### Listed records:
○ ○ ○ ○ ○ ○ ○

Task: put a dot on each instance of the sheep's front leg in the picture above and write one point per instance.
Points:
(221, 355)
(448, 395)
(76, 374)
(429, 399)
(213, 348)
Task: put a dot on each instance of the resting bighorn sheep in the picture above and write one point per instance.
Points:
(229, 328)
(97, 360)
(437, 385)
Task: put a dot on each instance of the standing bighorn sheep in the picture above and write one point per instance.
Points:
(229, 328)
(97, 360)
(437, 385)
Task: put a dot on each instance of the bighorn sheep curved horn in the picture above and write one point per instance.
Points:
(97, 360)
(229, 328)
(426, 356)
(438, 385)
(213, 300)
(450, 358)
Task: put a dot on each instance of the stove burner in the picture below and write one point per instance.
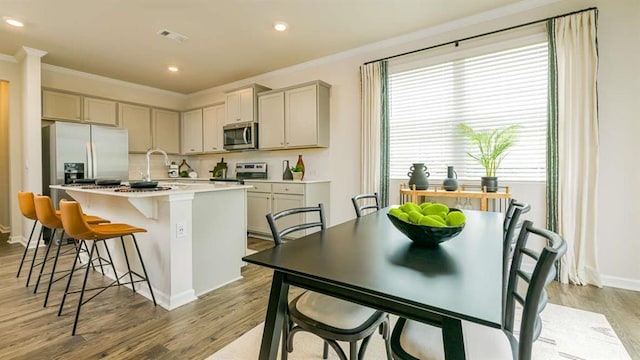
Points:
(127, 189)
(85, 186)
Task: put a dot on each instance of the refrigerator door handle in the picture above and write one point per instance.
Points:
(95, 160)
(89, 161)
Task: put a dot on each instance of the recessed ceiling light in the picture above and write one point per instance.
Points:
(280, 26)
(14, 22)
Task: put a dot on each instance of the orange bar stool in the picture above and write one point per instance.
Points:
(76, 226)
(28, 210)
(49, 218)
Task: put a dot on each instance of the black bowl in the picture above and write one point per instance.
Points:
(143, 184)
(425, 235)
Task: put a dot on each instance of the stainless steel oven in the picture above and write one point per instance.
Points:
(241, 136)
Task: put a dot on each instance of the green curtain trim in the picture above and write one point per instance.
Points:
(384, 135)
(552, 134)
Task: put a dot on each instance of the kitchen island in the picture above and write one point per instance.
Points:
(197, 234)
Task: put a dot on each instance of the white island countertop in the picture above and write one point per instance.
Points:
(196, 233)
(171, 188)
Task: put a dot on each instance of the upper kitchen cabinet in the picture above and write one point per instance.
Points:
(192, 132)
(213, 119)
(100, 111)
(271, 112)
(295, 117)
(202, 130)
(241, 105)
(61, 106)
(165, 126)
(74, 107)
(137, 119)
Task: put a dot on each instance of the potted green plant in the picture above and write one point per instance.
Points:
(492, 149)
(296, 171)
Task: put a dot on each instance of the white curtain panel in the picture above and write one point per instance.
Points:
(577, 65)
(371, 108)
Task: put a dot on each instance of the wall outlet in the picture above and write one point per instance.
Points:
(180, 230)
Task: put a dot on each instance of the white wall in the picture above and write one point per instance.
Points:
(619, 98)
(10, 72)
(4, 157)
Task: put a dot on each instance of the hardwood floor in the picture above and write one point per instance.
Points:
(121, 325)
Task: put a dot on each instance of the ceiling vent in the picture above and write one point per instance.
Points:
(172, 35)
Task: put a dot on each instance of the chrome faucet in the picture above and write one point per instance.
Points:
(147, 177)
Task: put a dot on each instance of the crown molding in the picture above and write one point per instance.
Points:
(8, 58)
(94, 77)
(512, 9)
(27, 51)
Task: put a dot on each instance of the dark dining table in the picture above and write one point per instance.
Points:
(368, 261)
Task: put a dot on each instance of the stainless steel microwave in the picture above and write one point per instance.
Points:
(241, 136)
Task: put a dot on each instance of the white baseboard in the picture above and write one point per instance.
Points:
(607, 280)
(17, 239)
(621, 283)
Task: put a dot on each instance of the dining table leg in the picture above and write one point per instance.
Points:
(275, 317)
(452, 339)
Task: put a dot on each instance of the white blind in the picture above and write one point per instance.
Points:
(485, 92)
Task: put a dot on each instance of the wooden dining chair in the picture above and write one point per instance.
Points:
(327, 317)
(413, 340)
(365, 202)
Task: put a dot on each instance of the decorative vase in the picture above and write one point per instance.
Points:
(418, 176)
(286, 174)
(301, 164)
(451, 182)
(490, 183)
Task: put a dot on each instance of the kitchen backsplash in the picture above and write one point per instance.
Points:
(315, 160)
(138, 165)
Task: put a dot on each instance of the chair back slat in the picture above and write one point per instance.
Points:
(46, 212)
(278, 235)
(364, 202)
(531, 253)
(27, 207)
(535, 297)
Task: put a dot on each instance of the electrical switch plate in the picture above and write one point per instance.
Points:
(180, 230)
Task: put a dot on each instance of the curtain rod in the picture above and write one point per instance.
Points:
(455, 42)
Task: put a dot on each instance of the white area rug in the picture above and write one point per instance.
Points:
(567, 333)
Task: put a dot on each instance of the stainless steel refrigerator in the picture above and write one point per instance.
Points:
(89, 152)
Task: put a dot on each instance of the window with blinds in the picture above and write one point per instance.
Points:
(485, 92)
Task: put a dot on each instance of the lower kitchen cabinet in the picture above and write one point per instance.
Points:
(271, 197)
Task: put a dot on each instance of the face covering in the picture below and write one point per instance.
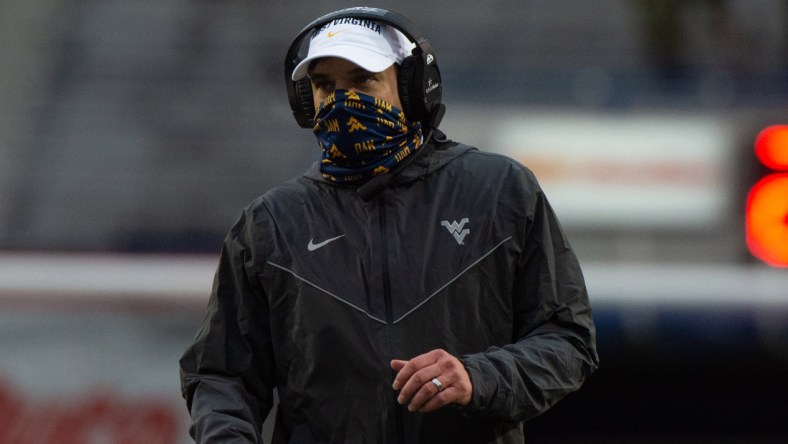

○ ○ ○ ○ ○ ○ ○

### What to do:
Look through the listing, and copy each line that contains the word "steel".

### Exercise output:
Task: put a dot on each instance of the stainless steel oven in the picture above and write one point per instance.
Task: put a dot on each instance of the stainless steel microwave in the picture above and write one point per instance.
Task: put a dot on each instance of the stainless steel refrigerator in the picture above and write one point per instance.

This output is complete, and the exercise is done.